EXERCISE: Please sum up the text below on walking in Chennai in two sentences.

TEXT UNDER STUDY:
- Opening Delimiter -

The single biggest activity promoting good health is walking, but Chennai is notorious for its hostility to walkers.
Governments investing tax money of citizens should naturally consider whether their projects benefit the maximum number of people. At the very least, they should refrain from spending money in a way that adds to the misery of the population.
Chennai’s administrators are colossal failures in this regard. To them, a good city is measured by ever wider roads, no footpaths, and constantly flowing vehicular traffic — and they will not hesitate to spend staggering amounts to ensure that. Our civic leaders should rethink their unintelligent policy approaches for a variety of reasons. Here are some compelling ones.
There is a strong connection between the nature of the city — or built environment — and public health. The single biggest, near-universal activity that promotes good health is walking, but Chennai is now globally notorious for its hostility towards walkers — the Union ministry of urban development notes that the city has the worst ‘walkabililty index’ among comparable centres in the country, with non-existent or unusable footpaths.
How badly Chennai is faring can be assessed from the gap between official standards for road infrastructure, and that followed by agencies such as the Corporation of Chennai. Roads must have foothpaths — a minimum of 1.8 metres wide — on both sides, with non-mountable kerbs. That desirable standard was identified not long ago by a chief engineer of the Union ministry of road transport and highways at a national meeting on pedestrian safety.
A somewhat outdated standard of the Indian Roads Congress recommends, among other things, that footpaths on both sides must be at least 1.5 metres wide, with even wider footpaths at bus stops. Those who have lived in Chennai for long, including in the 1980s when we became a ‘car nation’, would remember such footpaths along Anna Road and other places. The city then fell prey to ‘road widening’, a walkers’ scourge that continues.
To return to public health, there is a clear link between walking and prevention of chronic diseases (diabetes and hypertension are prominent here). A study of users of a light railway system in the United States found that the risk of a higher Body Mass Index and obesity was reduced for those who walked regularly to the railway. Earlier studies have found similar correlations. Now that we will have a metro rail and already use other railways and buses, would it not help to have more walkability?
The city with the worst walkability score shows little understanding of universal design — the principle which says making things better for everyone makes them better for the disabled too. If our leaders can therefore unlearn their faulty policies and improve walking infrastructure, the city can help tens of thousands of disabled people — including the growing population of those with age-related disabilities. Did you know, for example, that every year, at least 3,500 persons in Chennai undergo knee replacement for relief from arthritic pain? These people need smooth footpaths to walk, as do all of us. So when spending precious public funds, our car-borne, treadmill-loving policymakers should put walkers first.

- Closing Delimiter -

DATA FOR REVIEW:
- Opening Delimiter -

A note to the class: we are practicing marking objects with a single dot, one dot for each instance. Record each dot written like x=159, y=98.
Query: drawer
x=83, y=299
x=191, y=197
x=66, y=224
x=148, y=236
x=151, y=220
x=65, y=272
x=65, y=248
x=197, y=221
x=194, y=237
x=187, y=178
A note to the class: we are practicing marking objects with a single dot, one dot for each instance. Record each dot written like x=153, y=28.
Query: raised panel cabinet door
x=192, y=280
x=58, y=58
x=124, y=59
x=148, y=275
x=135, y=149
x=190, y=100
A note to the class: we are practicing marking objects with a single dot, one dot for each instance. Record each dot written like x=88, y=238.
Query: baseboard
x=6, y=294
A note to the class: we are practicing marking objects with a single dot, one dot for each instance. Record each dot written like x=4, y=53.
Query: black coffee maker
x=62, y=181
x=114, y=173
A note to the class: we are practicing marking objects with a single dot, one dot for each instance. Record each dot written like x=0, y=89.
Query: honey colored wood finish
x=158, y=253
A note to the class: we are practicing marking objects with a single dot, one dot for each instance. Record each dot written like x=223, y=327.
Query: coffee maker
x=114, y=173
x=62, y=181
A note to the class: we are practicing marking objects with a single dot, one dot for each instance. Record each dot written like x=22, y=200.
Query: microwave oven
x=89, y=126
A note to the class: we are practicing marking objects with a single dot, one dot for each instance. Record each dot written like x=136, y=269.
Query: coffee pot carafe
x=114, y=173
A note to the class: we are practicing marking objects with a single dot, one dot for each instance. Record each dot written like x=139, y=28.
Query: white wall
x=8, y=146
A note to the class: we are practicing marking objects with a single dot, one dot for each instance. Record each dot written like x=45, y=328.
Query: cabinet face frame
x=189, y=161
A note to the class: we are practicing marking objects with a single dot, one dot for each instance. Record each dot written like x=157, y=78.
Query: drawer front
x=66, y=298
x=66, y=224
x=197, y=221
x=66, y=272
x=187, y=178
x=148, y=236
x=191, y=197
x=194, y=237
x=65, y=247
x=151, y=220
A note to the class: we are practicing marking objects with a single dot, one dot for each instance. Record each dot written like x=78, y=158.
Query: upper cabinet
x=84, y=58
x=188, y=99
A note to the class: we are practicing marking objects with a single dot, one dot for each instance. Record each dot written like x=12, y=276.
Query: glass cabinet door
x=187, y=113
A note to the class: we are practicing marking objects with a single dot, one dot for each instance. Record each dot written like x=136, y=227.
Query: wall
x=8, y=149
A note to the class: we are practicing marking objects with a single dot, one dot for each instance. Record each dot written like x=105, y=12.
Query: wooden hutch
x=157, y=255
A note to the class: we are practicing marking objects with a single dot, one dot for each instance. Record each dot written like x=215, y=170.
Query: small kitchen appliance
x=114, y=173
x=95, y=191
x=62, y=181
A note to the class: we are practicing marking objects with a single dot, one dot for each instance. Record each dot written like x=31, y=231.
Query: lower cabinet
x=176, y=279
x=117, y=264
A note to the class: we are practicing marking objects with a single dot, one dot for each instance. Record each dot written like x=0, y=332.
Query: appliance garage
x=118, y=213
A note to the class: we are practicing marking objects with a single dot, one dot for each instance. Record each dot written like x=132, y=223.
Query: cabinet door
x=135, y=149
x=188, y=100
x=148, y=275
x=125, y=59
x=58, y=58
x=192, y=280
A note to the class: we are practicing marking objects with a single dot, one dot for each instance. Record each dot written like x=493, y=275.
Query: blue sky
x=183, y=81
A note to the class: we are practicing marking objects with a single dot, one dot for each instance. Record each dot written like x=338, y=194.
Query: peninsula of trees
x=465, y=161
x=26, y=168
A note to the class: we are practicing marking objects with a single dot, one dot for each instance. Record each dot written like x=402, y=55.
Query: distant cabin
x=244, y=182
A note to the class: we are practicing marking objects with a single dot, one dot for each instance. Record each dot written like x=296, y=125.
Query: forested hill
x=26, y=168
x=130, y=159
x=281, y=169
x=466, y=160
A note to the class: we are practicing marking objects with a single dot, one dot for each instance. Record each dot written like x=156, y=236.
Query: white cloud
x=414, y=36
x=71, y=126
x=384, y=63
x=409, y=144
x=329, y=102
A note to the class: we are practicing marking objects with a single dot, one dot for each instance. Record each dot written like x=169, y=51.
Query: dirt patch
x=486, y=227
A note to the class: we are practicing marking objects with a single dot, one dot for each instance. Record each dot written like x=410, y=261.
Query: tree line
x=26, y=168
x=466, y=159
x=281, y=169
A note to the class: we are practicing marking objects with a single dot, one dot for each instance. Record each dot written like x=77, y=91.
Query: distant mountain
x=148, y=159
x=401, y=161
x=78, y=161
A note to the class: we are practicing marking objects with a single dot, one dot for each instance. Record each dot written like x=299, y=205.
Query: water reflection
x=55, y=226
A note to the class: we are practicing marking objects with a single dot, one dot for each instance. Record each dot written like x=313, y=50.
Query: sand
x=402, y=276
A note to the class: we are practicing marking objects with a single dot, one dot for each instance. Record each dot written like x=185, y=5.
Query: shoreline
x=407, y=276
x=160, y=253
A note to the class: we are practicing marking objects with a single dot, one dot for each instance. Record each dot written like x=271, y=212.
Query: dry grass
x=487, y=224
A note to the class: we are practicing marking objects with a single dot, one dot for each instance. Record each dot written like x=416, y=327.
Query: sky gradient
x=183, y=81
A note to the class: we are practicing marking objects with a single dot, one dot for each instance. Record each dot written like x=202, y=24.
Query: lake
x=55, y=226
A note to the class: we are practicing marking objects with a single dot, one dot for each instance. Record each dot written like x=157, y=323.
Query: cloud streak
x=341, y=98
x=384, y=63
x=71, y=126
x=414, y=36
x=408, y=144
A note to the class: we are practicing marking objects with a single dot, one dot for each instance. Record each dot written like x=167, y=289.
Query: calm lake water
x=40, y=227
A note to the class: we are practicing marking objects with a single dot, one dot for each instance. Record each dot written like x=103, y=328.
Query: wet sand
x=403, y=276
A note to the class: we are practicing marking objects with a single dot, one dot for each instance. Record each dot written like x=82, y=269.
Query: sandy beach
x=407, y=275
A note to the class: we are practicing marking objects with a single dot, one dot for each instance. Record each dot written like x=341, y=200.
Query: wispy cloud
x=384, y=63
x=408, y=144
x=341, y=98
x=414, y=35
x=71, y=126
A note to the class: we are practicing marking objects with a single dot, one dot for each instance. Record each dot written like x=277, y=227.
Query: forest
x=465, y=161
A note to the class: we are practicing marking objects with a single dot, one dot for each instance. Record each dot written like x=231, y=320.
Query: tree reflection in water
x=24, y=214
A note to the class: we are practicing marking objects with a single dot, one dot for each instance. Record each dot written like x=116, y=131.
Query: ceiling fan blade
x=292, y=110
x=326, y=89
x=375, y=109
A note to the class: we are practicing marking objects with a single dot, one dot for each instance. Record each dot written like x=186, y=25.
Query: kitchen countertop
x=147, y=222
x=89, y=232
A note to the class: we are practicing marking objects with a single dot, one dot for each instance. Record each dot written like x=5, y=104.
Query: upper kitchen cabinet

- Closing Delimiter -

RESULT OF THIS TASK: Chennai has the worst walkability index among comparable cities in the country, with non-existent or unusable footpaths, while its administrators favor ever wider roads and constant vehicle traffic over the footpath standards set by national bodies. Because walking is linked to preventing chronic diseases and better walking infrastructure would help tens of thousands of disabled people, policymakers should put walkers first when spending public funds.